Your goal: Respond with exact copies of the lines running from the line that contains "Target: granite rock face" to the end of the material.

********************

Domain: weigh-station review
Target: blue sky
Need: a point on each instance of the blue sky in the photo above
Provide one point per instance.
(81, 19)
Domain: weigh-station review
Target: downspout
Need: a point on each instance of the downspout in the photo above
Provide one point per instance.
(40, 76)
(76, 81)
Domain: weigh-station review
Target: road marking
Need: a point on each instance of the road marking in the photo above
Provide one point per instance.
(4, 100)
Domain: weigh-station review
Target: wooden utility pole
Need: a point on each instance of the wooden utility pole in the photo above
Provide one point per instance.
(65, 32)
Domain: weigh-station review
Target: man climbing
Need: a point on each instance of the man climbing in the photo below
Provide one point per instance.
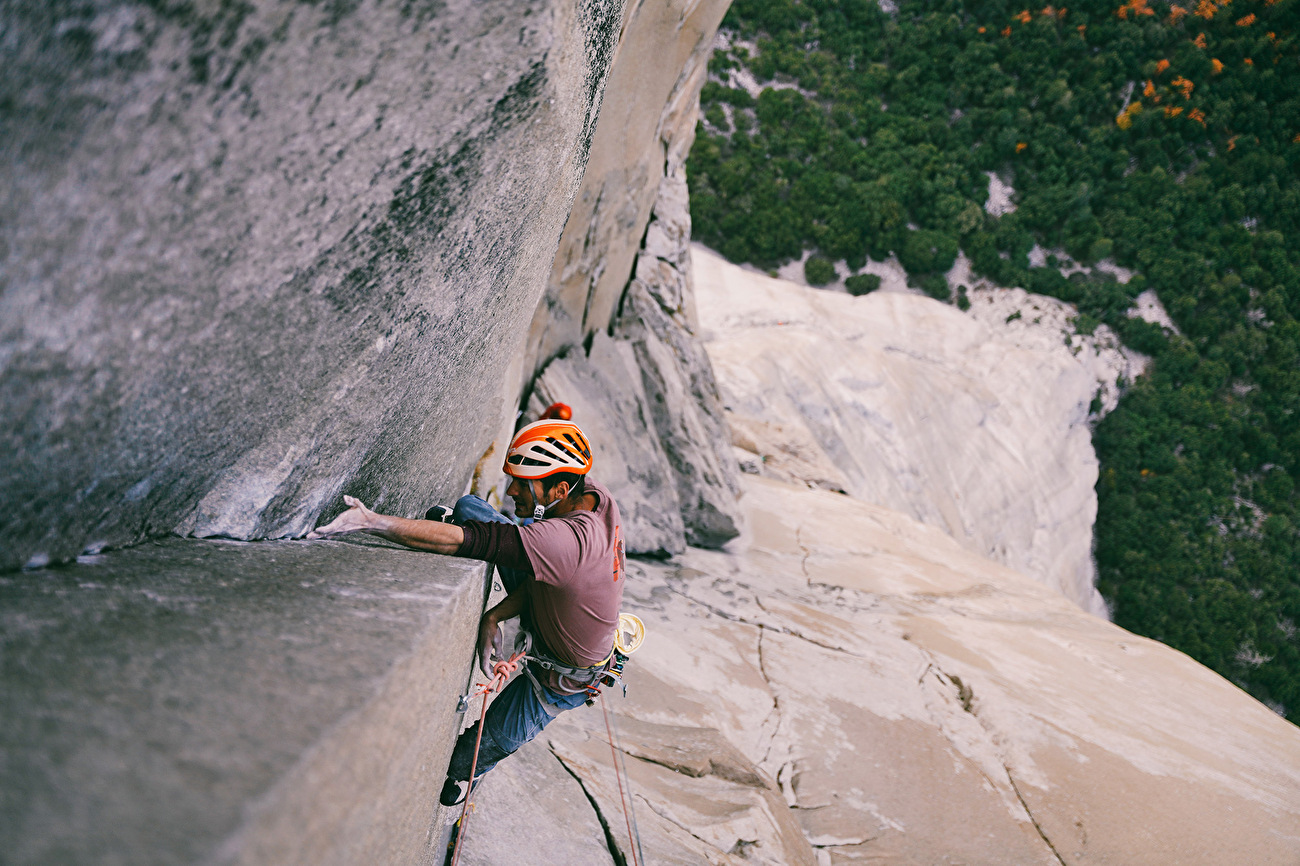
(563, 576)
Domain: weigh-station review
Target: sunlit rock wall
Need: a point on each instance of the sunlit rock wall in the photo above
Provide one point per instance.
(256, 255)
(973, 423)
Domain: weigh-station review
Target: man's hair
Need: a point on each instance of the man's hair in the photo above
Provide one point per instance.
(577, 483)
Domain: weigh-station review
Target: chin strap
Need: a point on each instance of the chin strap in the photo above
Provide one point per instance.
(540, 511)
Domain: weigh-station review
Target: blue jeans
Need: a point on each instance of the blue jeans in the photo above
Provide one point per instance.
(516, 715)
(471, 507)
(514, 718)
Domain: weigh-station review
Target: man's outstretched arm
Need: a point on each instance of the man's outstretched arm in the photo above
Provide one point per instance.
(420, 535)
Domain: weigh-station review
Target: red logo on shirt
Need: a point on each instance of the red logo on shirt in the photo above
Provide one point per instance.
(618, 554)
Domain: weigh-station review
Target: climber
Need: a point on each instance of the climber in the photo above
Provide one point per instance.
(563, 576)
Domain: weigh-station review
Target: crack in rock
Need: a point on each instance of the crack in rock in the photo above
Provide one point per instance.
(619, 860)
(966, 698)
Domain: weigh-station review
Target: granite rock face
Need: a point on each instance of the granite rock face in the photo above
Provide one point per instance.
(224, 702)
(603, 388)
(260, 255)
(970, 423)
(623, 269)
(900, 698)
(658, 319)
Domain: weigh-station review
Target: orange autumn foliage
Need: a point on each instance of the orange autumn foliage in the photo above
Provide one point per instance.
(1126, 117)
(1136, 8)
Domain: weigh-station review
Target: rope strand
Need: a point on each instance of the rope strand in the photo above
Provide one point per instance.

********************

Response:
Target: granite rock face
Need: a point on each instance of the granite rock face in the photo above
Provide one point per instance.
(224, 702)
(603, 388)
(260, 255)
(970, 423)
(623, 269)
(900, 698)
(658, 319)
Domain: weigh-station review
Target: orange autumn foliage
Need: a point on each instance of the orange autumn foliage in the photo above
Provide one point per instance.
(1126, 117)
(1136, 8)
Domain: weigh-station review
Target: rope strand
Need: a point on each instance of the rope strand in the photo above
Provide one point per instance.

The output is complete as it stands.